Exercise prompt
Among the records that follow, set down only the lines from the one containing "Q: Place a marker on the gray sweatshirt" to the one containing "Q: Place a marker on the gray sneaker", both included, exactly.

··· Source records ···

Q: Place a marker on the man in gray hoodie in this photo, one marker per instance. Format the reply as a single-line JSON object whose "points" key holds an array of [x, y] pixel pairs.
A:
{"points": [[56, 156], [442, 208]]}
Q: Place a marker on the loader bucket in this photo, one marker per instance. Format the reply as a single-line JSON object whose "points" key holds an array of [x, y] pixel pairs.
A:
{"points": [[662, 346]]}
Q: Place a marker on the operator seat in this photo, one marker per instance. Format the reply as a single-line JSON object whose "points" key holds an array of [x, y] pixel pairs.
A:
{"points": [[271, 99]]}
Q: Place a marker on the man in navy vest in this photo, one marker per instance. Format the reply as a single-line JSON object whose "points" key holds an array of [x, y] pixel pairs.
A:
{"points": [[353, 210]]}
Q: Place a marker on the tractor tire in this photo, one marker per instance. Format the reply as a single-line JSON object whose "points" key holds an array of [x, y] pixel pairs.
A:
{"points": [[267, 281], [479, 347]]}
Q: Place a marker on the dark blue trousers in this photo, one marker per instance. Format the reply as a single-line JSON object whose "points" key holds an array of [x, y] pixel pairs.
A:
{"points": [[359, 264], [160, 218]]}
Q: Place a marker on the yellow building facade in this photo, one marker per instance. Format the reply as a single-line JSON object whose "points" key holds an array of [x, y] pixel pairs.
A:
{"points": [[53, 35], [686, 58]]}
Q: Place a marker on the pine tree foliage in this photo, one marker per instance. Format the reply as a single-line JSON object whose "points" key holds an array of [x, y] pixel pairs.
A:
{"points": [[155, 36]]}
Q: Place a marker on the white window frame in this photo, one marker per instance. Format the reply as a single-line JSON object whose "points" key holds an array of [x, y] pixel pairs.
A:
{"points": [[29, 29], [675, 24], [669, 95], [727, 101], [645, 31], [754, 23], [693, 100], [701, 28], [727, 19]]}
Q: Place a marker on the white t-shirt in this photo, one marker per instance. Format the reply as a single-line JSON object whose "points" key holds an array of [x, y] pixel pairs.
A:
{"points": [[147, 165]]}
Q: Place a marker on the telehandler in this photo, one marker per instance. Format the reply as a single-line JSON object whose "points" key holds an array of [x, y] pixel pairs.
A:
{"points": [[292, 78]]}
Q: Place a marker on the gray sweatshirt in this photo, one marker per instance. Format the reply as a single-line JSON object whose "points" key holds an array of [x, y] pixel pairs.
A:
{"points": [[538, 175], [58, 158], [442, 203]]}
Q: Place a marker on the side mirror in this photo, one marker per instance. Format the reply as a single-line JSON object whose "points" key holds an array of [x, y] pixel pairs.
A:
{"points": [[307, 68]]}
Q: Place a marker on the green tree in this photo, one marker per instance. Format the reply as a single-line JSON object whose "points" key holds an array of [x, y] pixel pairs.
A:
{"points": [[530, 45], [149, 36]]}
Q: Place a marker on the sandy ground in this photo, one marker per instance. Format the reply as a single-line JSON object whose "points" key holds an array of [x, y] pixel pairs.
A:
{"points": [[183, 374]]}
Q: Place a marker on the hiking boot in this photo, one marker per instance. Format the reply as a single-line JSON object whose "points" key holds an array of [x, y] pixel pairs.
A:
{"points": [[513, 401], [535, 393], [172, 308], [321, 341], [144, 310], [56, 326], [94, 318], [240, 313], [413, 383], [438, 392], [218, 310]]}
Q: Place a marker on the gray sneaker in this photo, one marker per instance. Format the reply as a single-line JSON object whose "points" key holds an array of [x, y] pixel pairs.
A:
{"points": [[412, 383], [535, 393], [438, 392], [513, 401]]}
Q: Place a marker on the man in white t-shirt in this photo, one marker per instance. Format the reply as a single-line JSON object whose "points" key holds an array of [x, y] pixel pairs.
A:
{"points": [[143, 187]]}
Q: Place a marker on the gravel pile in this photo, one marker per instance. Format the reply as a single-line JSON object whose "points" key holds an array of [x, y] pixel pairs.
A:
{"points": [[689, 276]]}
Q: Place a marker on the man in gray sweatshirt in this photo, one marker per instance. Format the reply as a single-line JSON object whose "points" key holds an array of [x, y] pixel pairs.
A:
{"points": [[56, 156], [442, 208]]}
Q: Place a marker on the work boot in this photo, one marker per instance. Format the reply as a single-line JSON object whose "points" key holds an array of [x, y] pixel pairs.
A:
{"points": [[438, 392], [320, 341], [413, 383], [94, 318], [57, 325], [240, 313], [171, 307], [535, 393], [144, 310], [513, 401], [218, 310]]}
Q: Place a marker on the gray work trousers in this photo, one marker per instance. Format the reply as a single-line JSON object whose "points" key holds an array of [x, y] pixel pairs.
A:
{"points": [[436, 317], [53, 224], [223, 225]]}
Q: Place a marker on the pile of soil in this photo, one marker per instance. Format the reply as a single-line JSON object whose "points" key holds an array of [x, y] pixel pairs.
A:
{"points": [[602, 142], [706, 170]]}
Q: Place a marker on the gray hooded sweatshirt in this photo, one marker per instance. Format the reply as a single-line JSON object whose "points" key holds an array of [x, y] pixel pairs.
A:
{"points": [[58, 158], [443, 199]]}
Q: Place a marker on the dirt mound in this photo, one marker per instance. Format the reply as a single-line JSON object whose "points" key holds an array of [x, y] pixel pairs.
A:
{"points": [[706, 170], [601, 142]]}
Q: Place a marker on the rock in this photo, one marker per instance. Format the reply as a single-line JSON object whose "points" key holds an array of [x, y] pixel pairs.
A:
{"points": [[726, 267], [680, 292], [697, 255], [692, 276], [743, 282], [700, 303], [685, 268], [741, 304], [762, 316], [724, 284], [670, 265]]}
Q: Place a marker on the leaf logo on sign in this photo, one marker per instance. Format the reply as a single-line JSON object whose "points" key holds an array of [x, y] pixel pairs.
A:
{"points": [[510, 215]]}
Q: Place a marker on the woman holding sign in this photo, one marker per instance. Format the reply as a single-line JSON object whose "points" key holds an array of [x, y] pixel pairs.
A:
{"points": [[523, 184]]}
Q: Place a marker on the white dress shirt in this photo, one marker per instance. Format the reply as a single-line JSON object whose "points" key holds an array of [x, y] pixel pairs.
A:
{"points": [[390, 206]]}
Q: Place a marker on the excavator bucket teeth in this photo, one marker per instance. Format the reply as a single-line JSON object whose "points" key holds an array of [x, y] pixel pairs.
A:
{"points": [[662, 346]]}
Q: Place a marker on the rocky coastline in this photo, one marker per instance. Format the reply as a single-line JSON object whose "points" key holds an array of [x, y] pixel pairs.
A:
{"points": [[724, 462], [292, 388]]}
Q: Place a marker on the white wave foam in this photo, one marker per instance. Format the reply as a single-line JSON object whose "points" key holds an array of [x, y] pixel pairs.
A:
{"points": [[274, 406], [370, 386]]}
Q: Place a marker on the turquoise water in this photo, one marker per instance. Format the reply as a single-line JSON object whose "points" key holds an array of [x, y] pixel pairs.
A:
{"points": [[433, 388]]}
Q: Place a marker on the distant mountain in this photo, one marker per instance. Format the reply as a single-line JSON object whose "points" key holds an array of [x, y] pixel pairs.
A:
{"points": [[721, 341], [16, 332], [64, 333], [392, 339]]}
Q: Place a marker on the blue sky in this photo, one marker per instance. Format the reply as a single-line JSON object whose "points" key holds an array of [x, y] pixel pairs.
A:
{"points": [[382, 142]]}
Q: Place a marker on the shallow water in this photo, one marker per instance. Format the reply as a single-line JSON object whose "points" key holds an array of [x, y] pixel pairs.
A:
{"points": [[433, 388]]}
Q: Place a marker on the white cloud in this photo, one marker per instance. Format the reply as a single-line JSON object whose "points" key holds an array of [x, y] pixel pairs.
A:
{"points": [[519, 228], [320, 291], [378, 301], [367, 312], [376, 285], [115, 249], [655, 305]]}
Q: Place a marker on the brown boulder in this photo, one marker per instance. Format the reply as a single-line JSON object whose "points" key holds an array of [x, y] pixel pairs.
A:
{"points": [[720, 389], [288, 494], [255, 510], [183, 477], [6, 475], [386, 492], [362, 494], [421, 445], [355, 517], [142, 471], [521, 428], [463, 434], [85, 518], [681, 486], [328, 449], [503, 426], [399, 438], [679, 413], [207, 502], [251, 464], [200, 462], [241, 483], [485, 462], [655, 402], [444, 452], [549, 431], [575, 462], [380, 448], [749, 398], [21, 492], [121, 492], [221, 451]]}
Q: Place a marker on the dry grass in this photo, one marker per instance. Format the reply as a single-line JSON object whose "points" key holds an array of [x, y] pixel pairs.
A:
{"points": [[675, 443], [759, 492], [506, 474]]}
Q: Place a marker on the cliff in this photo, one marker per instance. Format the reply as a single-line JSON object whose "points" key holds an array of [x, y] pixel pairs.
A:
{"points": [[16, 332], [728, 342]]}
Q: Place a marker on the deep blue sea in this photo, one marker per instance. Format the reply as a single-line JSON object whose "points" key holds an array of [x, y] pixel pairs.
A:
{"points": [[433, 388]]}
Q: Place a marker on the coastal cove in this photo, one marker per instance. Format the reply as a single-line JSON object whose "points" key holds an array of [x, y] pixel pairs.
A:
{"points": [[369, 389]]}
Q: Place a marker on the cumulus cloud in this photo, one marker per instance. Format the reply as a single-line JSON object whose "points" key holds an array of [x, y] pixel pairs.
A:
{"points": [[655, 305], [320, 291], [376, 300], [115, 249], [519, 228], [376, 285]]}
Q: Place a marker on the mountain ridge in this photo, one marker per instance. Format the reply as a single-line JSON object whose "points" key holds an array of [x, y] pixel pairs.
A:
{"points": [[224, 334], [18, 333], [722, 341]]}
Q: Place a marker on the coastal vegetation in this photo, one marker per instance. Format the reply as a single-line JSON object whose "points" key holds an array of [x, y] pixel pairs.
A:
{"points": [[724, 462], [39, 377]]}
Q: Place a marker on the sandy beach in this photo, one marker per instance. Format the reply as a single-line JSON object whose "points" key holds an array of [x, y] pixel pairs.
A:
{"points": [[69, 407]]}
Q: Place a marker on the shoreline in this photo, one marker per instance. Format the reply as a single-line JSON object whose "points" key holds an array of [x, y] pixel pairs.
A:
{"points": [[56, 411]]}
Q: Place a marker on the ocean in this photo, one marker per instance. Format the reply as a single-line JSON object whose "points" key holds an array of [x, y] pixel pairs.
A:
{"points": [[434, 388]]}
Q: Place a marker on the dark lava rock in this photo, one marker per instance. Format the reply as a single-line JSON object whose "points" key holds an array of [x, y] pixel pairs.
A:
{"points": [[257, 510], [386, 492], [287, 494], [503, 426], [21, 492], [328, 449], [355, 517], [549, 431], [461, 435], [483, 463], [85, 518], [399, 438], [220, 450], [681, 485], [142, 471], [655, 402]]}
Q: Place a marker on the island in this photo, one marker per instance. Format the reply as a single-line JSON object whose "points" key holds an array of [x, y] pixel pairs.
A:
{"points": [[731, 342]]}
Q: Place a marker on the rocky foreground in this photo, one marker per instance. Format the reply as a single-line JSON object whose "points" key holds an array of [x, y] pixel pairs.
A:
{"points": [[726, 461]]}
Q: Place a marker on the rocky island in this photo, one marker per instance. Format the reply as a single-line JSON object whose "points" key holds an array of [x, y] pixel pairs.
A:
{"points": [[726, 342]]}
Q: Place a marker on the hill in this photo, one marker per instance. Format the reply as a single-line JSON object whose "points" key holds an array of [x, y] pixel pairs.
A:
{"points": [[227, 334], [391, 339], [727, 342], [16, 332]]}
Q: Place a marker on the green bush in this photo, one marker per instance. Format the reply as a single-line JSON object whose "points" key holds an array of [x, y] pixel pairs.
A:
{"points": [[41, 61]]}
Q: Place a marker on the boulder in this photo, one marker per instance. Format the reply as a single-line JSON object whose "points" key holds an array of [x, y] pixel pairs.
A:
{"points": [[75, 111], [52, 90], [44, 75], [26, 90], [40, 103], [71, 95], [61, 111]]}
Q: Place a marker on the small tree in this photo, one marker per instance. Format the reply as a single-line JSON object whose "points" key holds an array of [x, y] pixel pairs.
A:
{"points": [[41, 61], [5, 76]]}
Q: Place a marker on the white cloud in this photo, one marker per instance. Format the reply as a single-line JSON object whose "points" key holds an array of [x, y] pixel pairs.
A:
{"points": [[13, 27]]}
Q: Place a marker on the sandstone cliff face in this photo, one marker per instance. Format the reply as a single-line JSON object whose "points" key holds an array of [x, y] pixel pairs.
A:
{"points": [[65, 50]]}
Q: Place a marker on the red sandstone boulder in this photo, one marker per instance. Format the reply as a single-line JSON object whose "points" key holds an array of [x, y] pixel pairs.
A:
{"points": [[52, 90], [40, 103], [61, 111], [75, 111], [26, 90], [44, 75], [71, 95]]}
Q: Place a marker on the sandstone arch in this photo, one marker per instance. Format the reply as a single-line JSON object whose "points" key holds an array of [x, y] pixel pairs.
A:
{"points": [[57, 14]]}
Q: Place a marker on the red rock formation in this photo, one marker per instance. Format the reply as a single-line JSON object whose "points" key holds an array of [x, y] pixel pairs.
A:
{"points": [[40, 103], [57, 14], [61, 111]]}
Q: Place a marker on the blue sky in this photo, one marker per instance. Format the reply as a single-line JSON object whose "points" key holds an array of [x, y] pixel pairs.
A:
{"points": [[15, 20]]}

···

Your response
Q: Place a marker on the gray sweatshirt in this photo, one marker per instance. Format the reply as a single-line JSON object whose "points" key holds an array of [x, y] pixel pairs.
A:
{"points": [[538, 175], [58, 158], [442, 203]]}
Q: Place a marker on the side mirror in this photo, one marker per instance. Format the reply as a single-line JSON object whose "points" key holds an array of [x, y] pixel pairs.
A:
{"points": [[307, 68]]}
Q: Place a marker on the green tree in this photo, one marker per instance. Format the reply as a single-line JSON object whose "points" key holds an array of [x, y] pixel pairs.
A:
{"points": [[530, 45], [149, 36]]}
Q: Place a marker on the sandy ground in this photo, one marker per instance. Format the reply as a single-line JSON object whose "points" key holds an array of [x, y] pixel pairs.
A:
{"points": [[183, 374]]}
Q: Place a marker on the hiking boot in this photo, one marker per instance. Format the reply as a single-line JSON object whose "points" key holds an array of [x, y] pixel pairs.
A:
{"points": [[513, 401], [535, 393], [172, 308], [321, 341], [144, 310], [56, 326], [94, 318], [240, 313], [413, 383], [438, 392], [218, 310]]}
Q: Place a marker on the gray sneaker in this photo, one marker per instance. Format the reply as a single-line JSON object whose "points" key holds an array of [x, y] pixel pairs.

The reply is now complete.